Stored records:
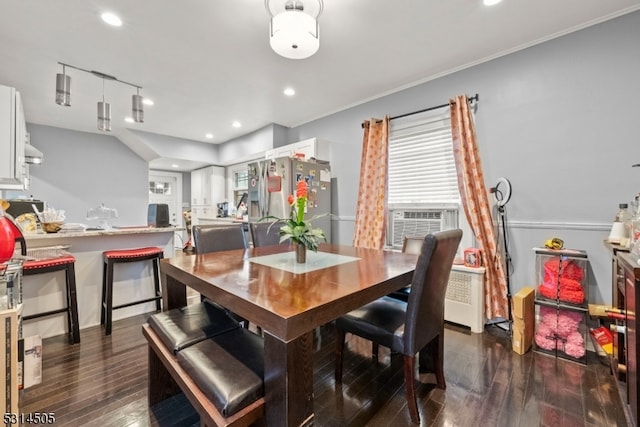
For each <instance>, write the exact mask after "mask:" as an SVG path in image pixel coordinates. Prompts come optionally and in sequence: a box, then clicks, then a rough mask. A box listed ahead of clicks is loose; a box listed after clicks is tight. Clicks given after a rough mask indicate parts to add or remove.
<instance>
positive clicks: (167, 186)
mask: <svg viewBox="0 0 640 427" xmlns="http://www.w3.org/2000/svg"><path fill="white" fill-rule="evenodd" d="M149 194H160V195H164V196H170V195H171V183H170V182H160V181H149Z"/></svg>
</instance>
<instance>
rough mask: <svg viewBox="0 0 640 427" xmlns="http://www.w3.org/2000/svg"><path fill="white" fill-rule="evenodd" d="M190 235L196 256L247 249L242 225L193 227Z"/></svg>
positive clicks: (195, 225) (217, 225)
mask: <svg viewBox="0 0 640 427" xmlns="http://www.w3.org/2000/svg"><path fill="white" fill-rule="evenodd" d="M192 233H193V246H194V248H195V252H196V253H197V254H204V253H208V252H219V251H229V250H232V249H246V247H247V243H246V240H245V236H244V228H243V225H242V224H221V225H194V226H193V228H192Z"/></svg>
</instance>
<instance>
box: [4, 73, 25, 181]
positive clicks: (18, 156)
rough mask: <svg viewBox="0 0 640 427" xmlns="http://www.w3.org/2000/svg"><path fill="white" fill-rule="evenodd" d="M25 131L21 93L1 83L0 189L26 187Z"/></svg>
mask: <svg viewBox="0 0 640 427" xmlns="http://www.w3.org/2000/svg"><path fill="white" fill-rule="evenodd" d="M26 134H27V127H26V124H25V119H24V112H23V110H22V101H21V100H20V93H19V92H18V91H16V90H15V89H14V88H12V87H7V86H1V85H0V189H4V190H24V189H26V187H27V182H28V169H27V168H28V166H27V165H26V163H25V159H24V144H25V139H26Z"/></svg>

What the task asks:
Nothing but an exact copy is asked for: the lines from the start of the records through the line with "235L196 256L247 249L242", both ends included, minus any pictures.

Written solution:
For each <instance>, write the exact mask after "mask:" as an SVG path in image pixel coordinates. Prompts come optionally and in sequence: a box, then clicks, then a rough mask. A box listed ahead of clicks is loose; a box listed after clicks is tight. Clicks given after a rough mask indicate parts to add or remove.
<instance>
positive clicks: (167, 186)
mask: <svg viewBox="0 0 640 427" xmlns="http://www.w3.org/2000/svg"><path fill="white" fill-rule="evenodd" d="M149 194H160V195H164V196H170V195H171V183H170V182H160V181H149Z"/></svg>
</instance>
<instance>
rough mask: <svg viewBox="0 0 640 427" xmlns="http://www.w3.org/2000/svg"><path fill="white" fill-rule="evenodd" d="M190 235L196 256L247 249L242 225L193 227Z"/></svg>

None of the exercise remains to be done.